■ **Input for this task**
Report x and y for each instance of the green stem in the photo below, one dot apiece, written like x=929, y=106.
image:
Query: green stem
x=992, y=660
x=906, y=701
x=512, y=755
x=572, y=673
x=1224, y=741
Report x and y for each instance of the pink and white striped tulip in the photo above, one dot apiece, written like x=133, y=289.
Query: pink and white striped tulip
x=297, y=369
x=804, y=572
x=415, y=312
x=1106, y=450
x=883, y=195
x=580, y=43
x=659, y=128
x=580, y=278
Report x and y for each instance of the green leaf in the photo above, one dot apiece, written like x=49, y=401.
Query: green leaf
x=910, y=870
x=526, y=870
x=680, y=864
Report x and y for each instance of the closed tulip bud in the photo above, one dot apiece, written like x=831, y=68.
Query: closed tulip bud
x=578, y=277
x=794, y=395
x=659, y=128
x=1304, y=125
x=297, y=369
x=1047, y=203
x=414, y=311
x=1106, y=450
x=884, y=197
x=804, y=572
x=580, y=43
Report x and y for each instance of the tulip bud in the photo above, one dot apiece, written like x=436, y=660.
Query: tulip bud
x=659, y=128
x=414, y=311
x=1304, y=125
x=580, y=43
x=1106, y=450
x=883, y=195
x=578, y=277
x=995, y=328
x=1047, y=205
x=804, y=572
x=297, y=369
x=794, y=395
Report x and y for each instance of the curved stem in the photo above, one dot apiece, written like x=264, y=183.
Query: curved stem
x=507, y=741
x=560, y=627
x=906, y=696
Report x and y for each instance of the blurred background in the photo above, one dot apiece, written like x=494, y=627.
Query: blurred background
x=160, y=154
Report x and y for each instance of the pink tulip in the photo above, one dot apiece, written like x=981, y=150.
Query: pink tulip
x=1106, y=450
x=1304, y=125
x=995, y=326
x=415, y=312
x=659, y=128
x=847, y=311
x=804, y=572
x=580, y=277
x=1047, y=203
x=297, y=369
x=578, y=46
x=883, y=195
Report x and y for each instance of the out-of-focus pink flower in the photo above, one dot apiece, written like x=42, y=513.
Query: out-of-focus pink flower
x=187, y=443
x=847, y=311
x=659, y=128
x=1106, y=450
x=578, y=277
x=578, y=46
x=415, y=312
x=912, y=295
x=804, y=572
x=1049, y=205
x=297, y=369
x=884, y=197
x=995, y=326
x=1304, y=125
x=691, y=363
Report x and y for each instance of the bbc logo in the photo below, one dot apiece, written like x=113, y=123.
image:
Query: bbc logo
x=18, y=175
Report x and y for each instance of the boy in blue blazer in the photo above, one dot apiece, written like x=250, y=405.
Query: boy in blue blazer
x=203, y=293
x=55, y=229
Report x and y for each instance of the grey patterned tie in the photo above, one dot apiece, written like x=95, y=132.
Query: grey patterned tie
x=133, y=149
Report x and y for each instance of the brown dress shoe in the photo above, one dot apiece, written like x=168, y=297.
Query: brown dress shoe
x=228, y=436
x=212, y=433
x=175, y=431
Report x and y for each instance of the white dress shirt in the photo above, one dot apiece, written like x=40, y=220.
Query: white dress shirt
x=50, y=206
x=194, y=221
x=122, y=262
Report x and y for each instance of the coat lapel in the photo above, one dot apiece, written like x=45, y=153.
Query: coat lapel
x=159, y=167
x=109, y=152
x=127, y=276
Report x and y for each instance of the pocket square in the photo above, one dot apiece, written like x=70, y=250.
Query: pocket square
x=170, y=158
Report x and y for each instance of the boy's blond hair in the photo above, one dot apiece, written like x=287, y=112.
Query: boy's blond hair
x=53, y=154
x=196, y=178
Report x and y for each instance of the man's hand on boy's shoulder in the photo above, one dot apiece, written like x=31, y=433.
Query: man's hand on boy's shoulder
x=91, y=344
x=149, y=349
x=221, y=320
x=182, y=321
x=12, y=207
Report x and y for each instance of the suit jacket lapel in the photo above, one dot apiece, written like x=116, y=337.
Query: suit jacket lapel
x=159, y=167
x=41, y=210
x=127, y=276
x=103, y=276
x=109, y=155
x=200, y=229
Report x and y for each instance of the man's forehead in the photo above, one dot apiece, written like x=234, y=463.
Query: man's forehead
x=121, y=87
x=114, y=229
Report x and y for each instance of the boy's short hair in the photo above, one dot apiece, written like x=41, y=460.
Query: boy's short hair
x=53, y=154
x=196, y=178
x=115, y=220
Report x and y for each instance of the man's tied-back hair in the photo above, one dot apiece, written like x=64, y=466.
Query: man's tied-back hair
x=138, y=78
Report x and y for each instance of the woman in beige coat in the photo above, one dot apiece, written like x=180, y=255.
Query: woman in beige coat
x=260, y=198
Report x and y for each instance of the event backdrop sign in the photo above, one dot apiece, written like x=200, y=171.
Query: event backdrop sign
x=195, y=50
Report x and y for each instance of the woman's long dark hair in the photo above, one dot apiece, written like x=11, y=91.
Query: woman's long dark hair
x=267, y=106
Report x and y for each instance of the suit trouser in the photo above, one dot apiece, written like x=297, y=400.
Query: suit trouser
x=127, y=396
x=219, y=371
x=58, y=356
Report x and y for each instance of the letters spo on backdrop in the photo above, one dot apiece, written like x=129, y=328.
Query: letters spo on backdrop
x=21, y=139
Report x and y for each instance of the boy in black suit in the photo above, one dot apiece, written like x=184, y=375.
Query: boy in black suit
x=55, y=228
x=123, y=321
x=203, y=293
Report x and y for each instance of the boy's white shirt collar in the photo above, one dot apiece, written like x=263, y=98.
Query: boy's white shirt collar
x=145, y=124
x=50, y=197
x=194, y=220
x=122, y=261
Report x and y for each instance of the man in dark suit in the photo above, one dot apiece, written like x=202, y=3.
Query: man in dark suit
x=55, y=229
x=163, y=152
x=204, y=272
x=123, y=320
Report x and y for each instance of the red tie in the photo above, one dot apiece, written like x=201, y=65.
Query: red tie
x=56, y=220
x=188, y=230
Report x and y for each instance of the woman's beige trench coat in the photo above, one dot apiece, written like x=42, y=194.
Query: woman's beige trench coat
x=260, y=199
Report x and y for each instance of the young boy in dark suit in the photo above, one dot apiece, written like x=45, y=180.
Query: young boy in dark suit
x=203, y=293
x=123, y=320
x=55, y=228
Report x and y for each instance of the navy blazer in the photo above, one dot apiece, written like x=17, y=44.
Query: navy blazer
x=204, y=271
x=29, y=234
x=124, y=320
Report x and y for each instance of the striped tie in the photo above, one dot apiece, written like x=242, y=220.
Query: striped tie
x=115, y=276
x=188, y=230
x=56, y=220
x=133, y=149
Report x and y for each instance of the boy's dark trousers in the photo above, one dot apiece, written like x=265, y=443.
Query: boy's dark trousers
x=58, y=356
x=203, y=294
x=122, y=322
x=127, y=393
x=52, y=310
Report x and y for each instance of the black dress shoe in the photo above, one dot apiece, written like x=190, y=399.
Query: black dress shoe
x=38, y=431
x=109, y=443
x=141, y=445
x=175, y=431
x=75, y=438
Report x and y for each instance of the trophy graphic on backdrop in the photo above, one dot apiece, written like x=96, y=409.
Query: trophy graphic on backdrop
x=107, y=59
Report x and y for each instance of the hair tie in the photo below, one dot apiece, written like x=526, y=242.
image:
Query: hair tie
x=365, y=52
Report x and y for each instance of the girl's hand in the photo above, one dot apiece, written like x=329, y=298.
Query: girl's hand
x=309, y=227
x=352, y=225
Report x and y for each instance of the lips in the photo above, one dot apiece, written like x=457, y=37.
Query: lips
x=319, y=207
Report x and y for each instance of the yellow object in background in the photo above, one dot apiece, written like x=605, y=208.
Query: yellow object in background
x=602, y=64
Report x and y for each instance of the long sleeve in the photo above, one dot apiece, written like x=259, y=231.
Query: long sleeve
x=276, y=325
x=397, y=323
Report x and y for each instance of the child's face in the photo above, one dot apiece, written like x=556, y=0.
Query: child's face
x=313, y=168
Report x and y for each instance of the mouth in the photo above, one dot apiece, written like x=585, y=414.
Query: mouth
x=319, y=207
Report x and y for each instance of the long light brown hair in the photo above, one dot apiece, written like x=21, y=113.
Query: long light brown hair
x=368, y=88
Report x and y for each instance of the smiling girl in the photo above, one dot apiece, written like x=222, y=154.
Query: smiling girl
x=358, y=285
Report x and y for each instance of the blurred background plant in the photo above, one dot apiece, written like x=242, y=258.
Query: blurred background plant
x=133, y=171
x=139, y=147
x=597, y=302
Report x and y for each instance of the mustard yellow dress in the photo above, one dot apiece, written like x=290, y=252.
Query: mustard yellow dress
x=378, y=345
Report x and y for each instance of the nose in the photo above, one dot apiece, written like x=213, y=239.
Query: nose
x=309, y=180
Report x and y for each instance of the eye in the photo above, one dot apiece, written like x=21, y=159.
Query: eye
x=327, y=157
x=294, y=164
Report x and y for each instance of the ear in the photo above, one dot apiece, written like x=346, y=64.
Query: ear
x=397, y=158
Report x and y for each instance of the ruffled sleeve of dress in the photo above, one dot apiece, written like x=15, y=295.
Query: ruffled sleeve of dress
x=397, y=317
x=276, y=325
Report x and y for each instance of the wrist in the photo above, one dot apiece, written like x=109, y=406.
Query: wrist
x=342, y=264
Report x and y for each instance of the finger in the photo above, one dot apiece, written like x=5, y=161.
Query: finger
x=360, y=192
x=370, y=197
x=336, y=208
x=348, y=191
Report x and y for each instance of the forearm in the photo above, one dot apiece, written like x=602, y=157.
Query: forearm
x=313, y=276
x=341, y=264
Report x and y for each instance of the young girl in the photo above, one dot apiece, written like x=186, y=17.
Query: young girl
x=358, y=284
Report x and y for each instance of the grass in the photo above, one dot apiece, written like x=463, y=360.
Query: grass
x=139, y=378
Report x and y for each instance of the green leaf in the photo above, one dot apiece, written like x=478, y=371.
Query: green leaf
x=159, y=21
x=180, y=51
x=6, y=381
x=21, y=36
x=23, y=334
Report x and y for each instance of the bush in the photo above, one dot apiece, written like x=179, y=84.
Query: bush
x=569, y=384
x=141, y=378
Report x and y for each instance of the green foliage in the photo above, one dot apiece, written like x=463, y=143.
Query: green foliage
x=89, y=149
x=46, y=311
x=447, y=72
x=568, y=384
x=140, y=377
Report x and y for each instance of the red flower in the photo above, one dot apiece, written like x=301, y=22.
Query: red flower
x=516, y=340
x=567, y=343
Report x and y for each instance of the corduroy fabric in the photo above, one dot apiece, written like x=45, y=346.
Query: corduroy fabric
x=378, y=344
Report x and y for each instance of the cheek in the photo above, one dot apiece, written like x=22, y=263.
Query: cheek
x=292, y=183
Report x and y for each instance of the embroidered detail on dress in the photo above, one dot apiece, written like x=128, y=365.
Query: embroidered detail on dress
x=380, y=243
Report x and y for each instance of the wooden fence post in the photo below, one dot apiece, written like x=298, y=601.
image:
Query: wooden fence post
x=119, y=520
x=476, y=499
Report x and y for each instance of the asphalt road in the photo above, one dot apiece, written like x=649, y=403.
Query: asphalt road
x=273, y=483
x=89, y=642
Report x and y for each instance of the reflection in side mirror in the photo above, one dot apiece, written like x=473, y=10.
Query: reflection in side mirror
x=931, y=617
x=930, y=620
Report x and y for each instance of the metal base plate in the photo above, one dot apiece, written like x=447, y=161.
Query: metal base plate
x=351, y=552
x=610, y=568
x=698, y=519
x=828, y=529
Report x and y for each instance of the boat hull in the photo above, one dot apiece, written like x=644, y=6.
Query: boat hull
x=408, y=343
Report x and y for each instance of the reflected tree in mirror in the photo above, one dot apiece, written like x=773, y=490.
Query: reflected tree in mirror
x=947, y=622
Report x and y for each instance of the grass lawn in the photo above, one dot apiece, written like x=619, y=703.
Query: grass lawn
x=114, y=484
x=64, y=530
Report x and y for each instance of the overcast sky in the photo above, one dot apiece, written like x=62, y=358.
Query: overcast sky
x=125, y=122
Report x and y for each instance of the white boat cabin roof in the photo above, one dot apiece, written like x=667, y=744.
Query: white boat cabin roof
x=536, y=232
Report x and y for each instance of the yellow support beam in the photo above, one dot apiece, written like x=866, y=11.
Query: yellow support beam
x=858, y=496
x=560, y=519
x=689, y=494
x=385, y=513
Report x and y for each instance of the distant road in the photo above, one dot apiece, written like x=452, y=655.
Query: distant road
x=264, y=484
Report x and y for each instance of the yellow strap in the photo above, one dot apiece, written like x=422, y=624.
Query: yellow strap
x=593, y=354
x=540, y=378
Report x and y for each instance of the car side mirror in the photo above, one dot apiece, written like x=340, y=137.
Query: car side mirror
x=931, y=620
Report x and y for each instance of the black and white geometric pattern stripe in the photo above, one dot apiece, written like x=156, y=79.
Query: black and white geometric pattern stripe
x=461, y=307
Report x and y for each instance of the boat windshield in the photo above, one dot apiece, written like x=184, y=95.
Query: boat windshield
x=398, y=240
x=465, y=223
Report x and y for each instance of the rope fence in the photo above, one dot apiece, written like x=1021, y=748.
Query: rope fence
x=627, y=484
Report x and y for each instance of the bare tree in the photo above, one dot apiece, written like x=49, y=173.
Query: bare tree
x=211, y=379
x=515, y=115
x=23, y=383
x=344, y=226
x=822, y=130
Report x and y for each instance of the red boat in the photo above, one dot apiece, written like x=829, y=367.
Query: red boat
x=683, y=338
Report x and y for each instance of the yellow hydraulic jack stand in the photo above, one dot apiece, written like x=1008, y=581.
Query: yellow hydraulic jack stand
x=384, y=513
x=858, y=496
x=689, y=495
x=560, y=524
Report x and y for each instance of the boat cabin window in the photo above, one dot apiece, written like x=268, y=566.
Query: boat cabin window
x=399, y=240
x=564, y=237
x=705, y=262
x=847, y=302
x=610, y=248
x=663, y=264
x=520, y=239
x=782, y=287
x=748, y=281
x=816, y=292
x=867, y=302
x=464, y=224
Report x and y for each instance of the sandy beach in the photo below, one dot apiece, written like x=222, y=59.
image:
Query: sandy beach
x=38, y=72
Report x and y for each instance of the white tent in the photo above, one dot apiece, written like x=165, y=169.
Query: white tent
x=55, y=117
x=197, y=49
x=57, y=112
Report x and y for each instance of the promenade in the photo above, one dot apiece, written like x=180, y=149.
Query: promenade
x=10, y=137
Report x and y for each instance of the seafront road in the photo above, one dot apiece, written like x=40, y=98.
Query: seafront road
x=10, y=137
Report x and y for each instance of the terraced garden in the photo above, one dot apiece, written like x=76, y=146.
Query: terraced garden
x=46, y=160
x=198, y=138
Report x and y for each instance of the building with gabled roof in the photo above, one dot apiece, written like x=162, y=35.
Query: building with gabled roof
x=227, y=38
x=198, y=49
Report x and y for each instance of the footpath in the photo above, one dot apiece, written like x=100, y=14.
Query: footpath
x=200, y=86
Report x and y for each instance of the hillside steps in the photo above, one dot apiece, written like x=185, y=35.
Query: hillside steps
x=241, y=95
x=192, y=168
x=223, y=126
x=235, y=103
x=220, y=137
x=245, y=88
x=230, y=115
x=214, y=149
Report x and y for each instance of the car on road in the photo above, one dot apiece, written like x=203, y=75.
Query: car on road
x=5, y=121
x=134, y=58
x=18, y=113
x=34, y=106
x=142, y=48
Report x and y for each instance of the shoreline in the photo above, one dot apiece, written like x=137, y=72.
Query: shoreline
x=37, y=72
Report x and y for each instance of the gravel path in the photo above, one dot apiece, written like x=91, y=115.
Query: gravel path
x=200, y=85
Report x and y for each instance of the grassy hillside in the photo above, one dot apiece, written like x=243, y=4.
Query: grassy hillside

■ **Problem requirements**
Copy exactly the line containing "Report x and y for each instance of the hillside" and every line after it, ending with the last line of the records above.

■ **Exercise output**
Report x and y for each instance of the hillside steps in the photo above, one dot apiece, written like x=185, y=35.
Query: hillside steps
x=241, y=95
x=192, y=168
x=223, y=126
x=235, y=103
x=220, y=137
x=245, y=88
x=230, y=115
x=214, y=149
Report x and y for each instance of the car on road in the photo above, one dot apiece, written like x=203, y=75.
Query: car on road
x=5, y=121
x=134, y=58
x=18, y=113
x=34, y=106
x=142, y=48
Report x and y for each instance of the shoreline in the photo above, one dot apiece, written like x=137, y=72.
Query: shoreline
x=37, y=72
Report x and y for each instance of the gravel path in the photo above, one dot apiece, written like x=91, y=115.
Query: gravel path
x=200, y=85
Report x and y for each instance of the grassy hillside in the photo above, one dot apiece, written like x=243, y=4.
Query: grassy hillside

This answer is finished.